**Your task:**
Please output the records below in full, exactly as given, but without the images.

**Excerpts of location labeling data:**

===============

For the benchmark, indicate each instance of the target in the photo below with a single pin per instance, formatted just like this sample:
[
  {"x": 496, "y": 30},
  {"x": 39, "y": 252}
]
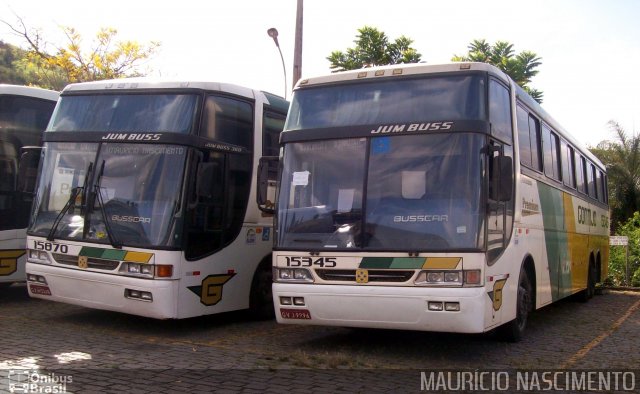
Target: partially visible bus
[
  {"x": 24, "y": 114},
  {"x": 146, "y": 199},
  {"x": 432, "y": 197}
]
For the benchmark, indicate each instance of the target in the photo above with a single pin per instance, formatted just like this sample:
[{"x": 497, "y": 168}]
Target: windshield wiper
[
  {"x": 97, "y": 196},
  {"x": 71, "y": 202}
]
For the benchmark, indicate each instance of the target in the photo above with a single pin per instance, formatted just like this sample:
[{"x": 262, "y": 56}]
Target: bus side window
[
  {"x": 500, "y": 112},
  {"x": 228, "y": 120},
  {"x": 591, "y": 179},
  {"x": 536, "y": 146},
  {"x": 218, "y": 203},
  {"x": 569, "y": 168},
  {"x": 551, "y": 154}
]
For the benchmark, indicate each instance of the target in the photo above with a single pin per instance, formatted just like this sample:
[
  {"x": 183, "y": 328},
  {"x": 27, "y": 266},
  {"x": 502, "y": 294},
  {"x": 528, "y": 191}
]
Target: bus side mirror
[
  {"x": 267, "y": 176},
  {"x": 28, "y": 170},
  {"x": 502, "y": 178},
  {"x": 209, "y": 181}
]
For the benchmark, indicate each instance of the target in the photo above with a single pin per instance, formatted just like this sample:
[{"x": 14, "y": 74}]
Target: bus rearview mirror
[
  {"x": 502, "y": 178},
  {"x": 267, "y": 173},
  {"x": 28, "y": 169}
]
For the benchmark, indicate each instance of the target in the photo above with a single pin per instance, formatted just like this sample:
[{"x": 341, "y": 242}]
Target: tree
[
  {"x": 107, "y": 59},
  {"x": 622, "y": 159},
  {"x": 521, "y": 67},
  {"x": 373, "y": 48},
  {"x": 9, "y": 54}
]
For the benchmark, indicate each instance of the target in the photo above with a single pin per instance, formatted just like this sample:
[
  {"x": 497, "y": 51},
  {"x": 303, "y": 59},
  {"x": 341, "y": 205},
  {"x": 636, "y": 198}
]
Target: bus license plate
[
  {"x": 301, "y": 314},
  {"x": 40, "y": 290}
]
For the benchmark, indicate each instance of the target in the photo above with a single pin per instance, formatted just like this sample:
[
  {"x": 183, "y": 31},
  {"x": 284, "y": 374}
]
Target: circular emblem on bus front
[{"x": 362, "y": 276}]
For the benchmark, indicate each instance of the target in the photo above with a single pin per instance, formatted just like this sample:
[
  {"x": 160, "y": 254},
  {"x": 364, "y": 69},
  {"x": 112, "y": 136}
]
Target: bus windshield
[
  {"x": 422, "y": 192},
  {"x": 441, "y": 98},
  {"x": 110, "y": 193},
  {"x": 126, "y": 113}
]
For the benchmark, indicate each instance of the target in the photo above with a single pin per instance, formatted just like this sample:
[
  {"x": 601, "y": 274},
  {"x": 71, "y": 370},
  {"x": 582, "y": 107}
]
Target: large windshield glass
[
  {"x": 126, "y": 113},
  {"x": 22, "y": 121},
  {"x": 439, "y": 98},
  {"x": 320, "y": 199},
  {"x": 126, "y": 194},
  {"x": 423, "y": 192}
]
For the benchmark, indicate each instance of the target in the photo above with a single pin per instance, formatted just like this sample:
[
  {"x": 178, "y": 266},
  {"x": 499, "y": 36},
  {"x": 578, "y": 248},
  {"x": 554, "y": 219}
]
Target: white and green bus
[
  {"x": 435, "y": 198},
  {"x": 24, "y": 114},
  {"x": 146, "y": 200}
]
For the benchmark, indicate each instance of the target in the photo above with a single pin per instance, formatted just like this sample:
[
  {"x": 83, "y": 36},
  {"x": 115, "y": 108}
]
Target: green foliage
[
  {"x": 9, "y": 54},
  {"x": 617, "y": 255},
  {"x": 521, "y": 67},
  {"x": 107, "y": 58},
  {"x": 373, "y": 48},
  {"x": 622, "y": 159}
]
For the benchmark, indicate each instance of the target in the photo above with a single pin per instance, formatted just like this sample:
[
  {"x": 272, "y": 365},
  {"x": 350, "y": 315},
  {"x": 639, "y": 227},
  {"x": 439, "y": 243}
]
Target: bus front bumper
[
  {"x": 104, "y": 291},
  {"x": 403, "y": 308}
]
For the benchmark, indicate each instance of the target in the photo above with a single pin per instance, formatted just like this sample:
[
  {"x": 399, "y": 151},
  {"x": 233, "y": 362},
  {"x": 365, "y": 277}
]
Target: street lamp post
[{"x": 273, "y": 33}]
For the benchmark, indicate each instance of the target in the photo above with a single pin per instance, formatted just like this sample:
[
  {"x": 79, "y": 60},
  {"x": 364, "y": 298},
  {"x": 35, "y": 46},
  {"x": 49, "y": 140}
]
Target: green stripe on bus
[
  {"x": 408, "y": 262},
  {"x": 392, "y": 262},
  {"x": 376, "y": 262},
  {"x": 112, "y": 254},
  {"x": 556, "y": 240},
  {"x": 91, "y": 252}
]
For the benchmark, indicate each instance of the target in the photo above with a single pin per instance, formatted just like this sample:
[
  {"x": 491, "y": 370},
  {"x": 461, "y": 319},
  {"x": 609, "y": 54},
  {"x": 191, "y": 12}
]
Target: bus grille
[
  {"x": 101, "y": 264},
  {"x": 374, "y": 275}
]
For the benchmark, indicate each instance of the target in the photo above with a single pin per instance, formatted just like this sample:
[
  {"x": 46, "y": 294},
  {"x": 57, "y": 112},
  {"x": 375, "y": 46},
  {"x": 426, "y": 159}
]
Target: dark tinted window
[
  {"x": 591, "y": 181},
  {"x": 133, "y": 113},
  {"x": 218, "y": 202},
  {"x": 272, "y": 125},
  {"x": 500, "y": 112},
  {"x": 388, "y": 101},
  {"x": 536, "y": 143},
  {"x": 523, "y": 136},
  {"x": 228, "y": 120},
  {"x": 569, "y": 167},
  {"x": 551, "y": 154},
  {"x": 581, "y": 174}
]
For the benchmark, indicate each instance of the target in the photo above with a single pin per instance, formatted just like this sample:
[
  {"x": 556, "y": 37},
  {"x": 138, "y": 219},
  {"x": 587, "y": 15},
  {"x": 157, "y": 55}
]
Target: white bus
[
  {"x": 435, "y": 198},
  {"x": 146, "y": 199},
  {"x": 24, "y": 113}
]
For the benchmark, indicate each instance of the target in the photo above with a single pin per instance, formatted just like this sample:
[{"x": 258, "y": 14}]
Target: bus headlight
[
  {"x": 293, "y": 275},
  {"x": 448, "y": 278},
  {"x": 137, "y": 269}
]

===============

**Exercise solution:**
For the benchmark, indicate each instance of the target in the photo below with a single pin per instance, formatted just like this sample:
[
  {"x": 496, "y": 30},
  {"x": 39, "y": 252}
]
Target: partially visible bus
[
  {"x": 24, "y": 114},
  {"x": 146, "y": 199},
  {"x": 432, "y": 197}
]
For the benchmark, indicate each instance of the target in the photo above with a single pin per instance, formatted just like this sample:
[{"x": 497, "y": 168}]
Target: windshield wiper
[
  {"x": 97, "y": 196},
  {"x": 71, "y": 202}
]
For the benchmark, indicate each instance of the target in the photo above with a single pin per instance, formatted just like this sample:
[{"x": 262, "y": 56}]
Target: bus side window
[
  {"x": 500, "y": 112},
  {"x": 228, "y": 120},
  {"x": 591, "y": 179},
  {"x": 536, "y": 146},
  {"x": 218, "y": 203},
  {"x": 569, "y": 168},
  {"x": 551, "y": 154}
]
For the benchmark, indicate each instance of the target in the photo above with a single pin per instance, formatted just like this sample:
[
  {"x": 183, "y": 328},
  {"x": 27, "y": 266},
  {"x": 502, "y": 294},
  {"x": 528, "y": 191}
]
Target: bus side mirror
[
  {"x": 267, "y": 176},
  {"x": 28, "y": 170},
  {"x": 502, "y": 178},
  {"x": 209, "y": 181}
]
For the benchmark, indicate each instance of the target in the photo above with a single pin per instance, formatted just like this sample:
[{"x": 14, "y": 74}]
Target: bus rearview mirror
[
  {"x": 502, "y": 178},
  {"x": 267, "y": 173},
  {"x": 28, "y": 169}
]
For the benchmark, indicate each instance of the target in the photo above with a single pin per instance, formatted just like this sample:
[{"x": 341, "y": 242}]
Target: tree
[
  {"x": 107, "y": 59},
  {"x": 622, "y": 159},
  {"x": 521, "y": 67},
  {"x": 373, "y": 48},
  {"x": 9, "y": 54}
]
For the benchmark, indicate each instance of the target in the photo above with a single pin per instance, formatted just like this sample:
[
  {"x": 497, "y": 51},
  {"x": 303, "y": 59},
  {"x": 341, "y": 205},
  {"x": 636, "y": 198}
]
Target: bus license plate
[
  {"x": 301, "y": 314},
  {"x": 40, "y": 290}
]
For the benchmark, indicate each instance of the target in the photo above with a single pin per instance, formatted just like this sample:
[
  {"x": 183, "y": 31},
  {"x": 284, "y": 374}
]
Target: circular emblem on bus front
[{"x": 362, "y": 276}]
For the benchmark, indicate each instance of the target in the photo above with a single pin per instance, formatted just like this sample:
[
  {"x": 160, "y": 254},
  {"x": 364, "y": 69},
  {"x": 112, "y": 136}
]
Target: bus windshield
[
  {"x": 422, "y": 192},
  {"x": 441, "y": 98},
  {"x": 110, "y": 193},
  {"x": 126, "y": 113}
]
For the benchmark, indicate each instance of the target in the photo above with a single pin per instance, formatted just like this sample:
[
  {"x": 601, "y": 274},
  {"x": 71, "y": 370},
  {"x": 582, "y": 107}
]
Target: large windshield glass
[
  {"x": 126, "y": 113},
  {"x": 22, "y": 121},
  {"x": 439, "y": 98},
  {"x": 320, "y": 199},
  {"x": 126, "y": 194},
  {"x": 423, "y": 192}
]
For the benchmark, indicate each instance of the target in the photo above with a single pin per instance, formatted just like this sample:
[
  {"x": 178, "y": 266},
  {"x": 499, "y": 36},
  {"x": 578, "y": 248},
  {"x": 554, "y": 219}
]
Target: white and green bus
[
  {"x": 435, "y": 198},
  {"x": 24, "y": 114},
  {"x": 146, "y": 200}
]
For the benchmark, indicate each instance of the target in the photo above with a single pin per instance, formatted just like this sample:
[
  {"x": 83, "y": 36},
  {"x": 115, "y": 108}
]
Target: green foliage
[
  {"x": 9, "y": 54},
  {"x": 617, "y": 255},
  {"x": 521, "y": 67},
  {"x": 107, "y": 58},
  {"x": 373, "y": 48},
  {"x": 622, "y": 159}
]
For the benchmark, indicate each instance of the target in the photo above with a single pin per instance, formatted just like this sample:
[
  {"x": 272, "y": 365},
  {"x": 350, "y": 315},
  {"x": 639, "y": 227},
  {"x": 439, "y": 243}
]
Target: bus front bumper
[
  {"x": 104, "y": 291},
  {"x": 403, "y": 308}
]
For the benchmark, indicate each instance of the target in the photo above with a single pin per instance, formatted just like this sample:
[
  {"x": 399, "y": 151},
  {"x": 233, "y": 362},
  {"x": 365, "y": 277}
]
Target: street lamp post
[{"x": 273, "y": 33}]
For the benchmark, indicate each instance of the target in the photo above with a single pin per instance, formatted just like this sample:
[
  {"x": 79, "y": 60},
  {"x": 364, "y": 298},
  {"x": 35, "y": 46},
  {"x": 49, "y": 140}
]
Target: green stripe on bus
[
  {"x": 408, "y": 262},
  {"x": 392, "y": 262},
  {"x": 376, "y": 262},
  {"x": 112, "y": 254},
  {"x": 556, "y": 240},
  {"x": 91, "y": 252}
]
For the benchmark, indicate each instance of the target in the photo above with a single pin per instance, formatted just like this sample:
[
  {"x": 491, "y": 370},
  {"x": 461, "y": 319},
  {"x": 609, "y": 54},
  {"x": 191, "y": 12}
]
Target: bus grille
[
  {"x": 101, "y": 264},
  {"x": 374, "y": 275}
]
For the benchmark, indicate each instance of the target in the photo above with a single pin per instance, formatted just like this sample:
[
  {"x": 46, "y": 294},
  {"x": 57, "y": 112},
  {"x": 375, "y": 46},
  {"x": 426, "y": 159}
]
Target: dark tinted window
[
  {"x": 591, "y": 181},
  {"x": 133, "y": 113},
  {"x": 218, "y": 202},
  {"x": 272, "y": 125},
  {"x": 500, "y": 112},
  {"x": 388, "y": 101},
  {"x": 536, "y": 143},
  {"x": 523, "y": 136},
  {"x": 228, "y": 120},
  {"x": 569, "y": 167},
  {"x": 551, "y": 154},
  {"x": 581, "y": 174}
]
For the benchmark, indicate each instance of the target in the photo above with a single pin per instance, formatted just like this sample:
[
  {"x": 556, "y": 37},
  {"x": 138, "y": 219},
  {"x": 587, "y": 15},
  {"x": 157, "y": 55}
]
Target: white bus
[
  {"x": 435, "y": 198},
  {"x": 146, "y": 199},
  {"x": 24, "y": 113}
]
For the benchmark, indicate each instance of the target in the photo above with a single pin per instance, formatted just like this sample:
[{"x": 258, "y": 14}]
Target: bus headlight
[
  {"x": 293, "y": 275},
  {"x": 448, "y": 278},
  {"x": 137, "y": 269}
]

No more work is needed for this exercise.